IT companies are facing massive hurdles due to the growing automation and the COVID-19 pandemic that has left many people unemployed.
Source: SightsIn Plus

Numerous Indian tech giants reported huge dips in the total strength of their employees for the first time in the latest quarter due to less hiring and cost-cutting measures which left some employees out due to the Coronavirus pandemic.

Fresh graduates

Every year these software companies add a huge number of new graduates and are added as a strong indicator for the growth of the IT sector in the country. However, the trend of new jobs has been falling in the last few years due to automation. The pandemic has worsened growth further.

Adoption of automation by the IT companies has resulted in reducing the number of new hires and also left an impact on existing jobs. It is believed that increasing automation adoption can handle 70 percent of the current workload without the need for humans to intervene.

The COVID-19 pandemic has added to the declining jobs in the IT sectors. Hearsay suggests that clients may reduce outsourcing of their work, which is adding to the fear of more job losses in the future; the recovery in this sector is not clear yet.

The COVID quarter

For the COVID quarter (April-June), Infosys job count went down by 3,138, TEC by 4,786, Wipro by 1082, HCL Technologies by 136, and Tech Mahindra by 1820. In total, the decline in job count is 10,962 people. These people left the software companies during the COVID hit quarter.

Before the lockdown, total number of employees at TCS stood at 4,48,462 and later in June the number fell to 4,43,676. Infosys, in total, has 2,42,371 employees, and this number fell to 2,39,233. Noida-based HCL’s total count of employees before the lockdown was 1,50,423 after two months, the number fell to 1,50,287.

Listed records
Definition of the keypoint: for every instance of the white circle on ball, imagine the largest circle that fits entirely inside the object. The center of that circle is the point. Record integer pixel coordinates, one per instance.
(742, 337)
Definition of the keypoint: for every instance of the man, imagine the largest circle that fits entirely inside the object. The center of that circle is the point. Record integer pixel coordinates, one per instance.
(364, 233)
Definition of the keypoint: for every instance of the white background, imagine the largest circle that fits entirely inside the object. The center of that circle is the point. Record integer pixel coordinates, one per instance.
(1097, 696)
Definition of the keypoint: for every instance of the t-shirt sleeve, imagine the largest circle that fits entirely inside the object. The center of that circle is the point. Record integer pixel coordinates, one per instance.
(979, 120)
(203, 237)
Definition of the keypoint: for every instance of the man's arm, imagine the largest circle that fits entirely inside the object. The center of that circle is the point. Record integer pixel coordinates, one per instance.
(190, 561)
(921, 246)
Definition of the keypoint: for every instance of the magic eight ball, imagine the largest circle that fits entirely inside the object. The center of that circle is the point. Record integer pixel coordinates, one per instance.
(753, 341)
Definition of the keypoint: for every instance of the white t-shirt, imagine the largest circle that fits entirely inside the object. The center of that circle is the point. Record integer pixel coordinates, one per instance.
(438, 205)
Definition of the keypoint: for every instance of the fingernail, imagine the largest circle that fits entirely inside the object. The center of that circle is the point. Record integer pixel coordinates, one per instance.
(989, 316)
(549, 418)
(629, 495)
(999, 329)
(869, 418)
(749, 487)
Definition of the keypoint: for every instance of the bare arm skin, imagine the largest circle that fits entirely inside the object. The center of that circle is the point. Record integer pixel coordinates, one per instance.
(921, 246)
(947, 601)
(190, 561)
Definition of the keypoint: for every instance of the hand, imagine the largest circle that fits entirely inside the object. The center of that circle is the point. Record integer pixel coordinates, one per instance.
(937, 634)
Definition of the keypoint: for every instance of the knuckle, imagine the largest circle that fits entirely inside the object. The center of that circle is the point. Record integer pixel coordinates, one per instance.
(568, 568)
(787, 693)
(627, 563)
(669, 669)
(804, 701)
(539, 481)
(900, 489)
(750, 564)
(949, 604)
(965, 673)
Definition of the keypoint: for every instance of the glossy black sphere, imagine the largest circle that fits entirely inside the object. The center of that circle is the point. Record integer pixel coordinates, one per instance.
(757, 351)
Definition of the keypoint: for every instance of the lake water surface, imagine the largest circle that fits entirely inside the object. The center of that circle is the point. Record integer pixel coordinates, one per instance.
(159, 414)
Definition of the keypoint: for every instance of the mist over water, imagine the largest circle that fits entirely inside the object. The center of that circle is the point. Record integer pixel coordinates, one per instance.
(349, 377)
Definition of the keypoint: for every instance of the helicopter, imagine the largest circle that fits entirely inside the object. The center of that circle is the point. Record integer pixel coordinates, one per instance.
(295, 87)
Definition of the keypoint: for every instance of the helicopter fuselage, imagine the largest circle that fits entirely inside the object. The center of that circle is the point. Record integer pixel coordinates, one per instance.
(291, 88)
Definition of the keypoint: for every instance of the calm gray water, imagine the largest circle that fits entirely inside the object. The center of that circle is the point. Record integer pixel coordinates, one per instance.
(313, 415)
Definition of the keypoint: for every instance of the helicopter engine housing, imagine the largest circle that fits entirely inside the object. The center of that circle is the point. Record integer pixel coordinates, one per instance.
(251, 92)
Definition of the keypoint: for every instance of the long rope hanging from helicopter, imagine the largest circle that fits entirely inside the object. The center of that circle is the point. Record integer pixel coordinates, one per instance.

Tasks to carry out
A: According to the article on IT job losses, how much of the current workload could increasing automation adoption handle without humans intervening?
B: Continue the article on IT job losses, starting after its last sentence.

Answers for the exercise
A: 70 percent

B:
Wipro in total had 1,82,886 employees in March, and this number fell to 1,81,804. While Tech Mahindra’s headcount was 1,25,236 before lockdown, later in June, the number fell to  1,23,416.

Demand for freshers has also dropped, with some companies hiring through the hiring process and others offering fewer jobs than they did before. Nearly 70 percent decline in demand for professionals with 0-3 years of experience band. The demand for workforce in the BPO/IT sector fell drastically by 60 percent.

The pre-existing economic slowdown

IT companies’ growth was scaling down in the last few years due to the global slowdown. Accenture is a prime example: the company reported revenue growth of 11 percent, which fell to 9.5 percent and 9 percent in the first and sector quarters of 2019. This shows the slowing trend started in these companies.

However, industry experts are predicting that the sector will jump back to double-digit growth by converting digital challenges faced by customers into revenue along with off-shore engineering services and product development will continue but the traditional application and infrastructure support will go down as automation will cut down the need for human power.